--- BEGIN Data section ---

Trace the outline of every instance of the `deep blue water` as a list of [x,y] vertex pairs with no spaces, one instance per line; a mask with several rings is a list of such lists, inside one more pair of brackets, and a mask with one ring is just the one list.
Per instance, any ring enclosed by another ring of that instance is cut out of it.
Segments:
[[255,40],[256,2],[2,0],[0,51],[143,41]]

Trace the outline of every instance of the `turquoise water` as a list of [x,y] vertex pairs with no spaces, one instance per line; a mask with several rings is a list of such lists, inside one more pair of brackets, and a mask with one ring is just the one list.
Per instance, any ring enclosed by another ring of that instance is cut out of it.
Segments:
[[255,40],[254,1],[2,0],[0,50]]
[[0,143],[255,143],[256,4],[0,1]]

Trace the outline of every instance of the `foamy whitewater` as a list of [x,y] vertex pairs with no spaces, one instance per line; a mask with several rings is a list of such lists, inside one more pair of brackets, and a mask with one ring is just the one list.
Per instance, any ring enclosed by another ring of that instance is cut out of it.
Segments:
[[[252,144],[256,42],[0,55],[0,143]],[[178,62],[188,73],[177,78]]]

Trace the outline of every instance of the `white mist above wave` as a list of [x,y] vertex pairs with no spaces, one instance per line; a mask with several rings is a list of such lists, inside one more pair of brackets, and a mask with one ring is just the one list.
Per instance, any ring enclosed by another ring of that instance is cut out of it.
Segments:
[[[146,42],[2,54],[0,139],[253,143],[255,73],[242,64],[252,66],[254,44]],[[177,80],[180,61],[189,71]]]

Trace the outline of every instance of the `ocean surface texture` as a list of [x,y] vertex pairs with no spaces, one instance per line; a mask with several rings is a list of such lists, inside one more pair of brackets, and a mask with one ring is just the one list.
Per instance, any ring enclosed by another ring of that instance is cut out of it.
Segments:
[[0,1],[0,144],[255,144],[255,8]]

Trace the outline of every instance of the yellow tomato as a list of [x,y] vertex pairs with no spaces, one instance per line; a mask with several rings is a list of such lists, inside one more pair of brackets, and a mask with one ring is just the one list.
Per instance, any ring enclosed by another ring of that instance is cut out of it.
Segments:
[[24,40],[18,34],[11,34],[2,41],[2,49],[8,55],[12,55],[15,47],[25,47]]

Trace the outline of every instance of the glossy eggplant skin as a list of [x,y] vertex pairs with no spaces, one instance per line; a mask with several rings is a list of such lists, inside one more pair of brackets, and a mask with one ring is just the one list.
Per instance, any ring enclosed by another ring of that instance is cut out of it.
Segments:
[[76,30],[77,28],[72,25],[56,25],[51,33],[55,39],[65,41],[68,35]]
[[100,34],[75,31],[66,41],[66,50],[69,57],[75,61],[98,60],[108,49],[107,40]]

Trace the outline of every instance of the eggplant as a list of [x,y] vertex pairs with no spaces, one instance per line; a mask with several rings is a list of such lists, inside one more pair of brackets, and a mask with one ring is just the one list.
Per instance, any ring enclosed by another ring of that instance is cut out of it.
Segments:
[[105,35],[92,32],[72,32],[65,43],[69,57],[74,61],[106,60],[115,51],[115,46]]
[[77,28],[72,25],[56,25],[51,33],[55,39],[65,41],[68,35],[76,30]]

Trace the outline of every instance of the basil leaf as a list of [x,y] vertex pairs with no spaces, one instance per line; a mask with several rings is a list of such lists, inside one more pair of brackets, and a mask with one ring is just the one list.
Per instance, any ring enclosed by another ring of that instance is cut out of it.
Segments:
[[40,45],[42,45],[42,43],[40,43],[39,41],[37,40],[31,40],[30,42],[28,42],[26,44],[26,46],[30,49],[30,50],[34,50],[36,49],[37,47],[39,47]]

--- END Data section ---

Given task:
Write out the listing's lines as a JSON list of strings, one string per line and no blank lines, from the line containing "Trace the outline of every instance of the eggplant" through the end of the listing, inclusive.

Reply:
[
  "Trace the outline of every instance of the eggplant as a list of [x,y] vertex pairs with no spaces, one instance per line; a mask with several rings is a list of such lists, inside one more pair of brackets, and a mask with one ring is just the one list.",
  "Per instance, any ring enclosed by another ring of that instance is cut out of it.",
  "Segments:",
  "[[105,35],[92,32],[72,32],[65,43],[69,57],[74,61],[106,60],[115,51],[115,46]]",
  "[[77,28],[72,25],[56,25],[51,33],[55,39],[65,41],[68,35],[76,30]]",
  "Trace the outline of every instance of the basil leaf as a list of [x,y] vertex pairs with no spaces, one instance per line; a mask with several rings is a list of such lists, inside one more pair of brackets, and a mask with one ring is just the one list.",
  "Per instance, any ring enclosed by another ring of that instance is cut out of it.",
  "Segments:",
  "[[40,45],[42,45],[42,43],[40,43],[39,41],[37,40],[31,40],[30,42],[28,42],[26,44],[26,46],[30,49],[30,50],[34,50],[36,49],[37,47],[39,47]]"
]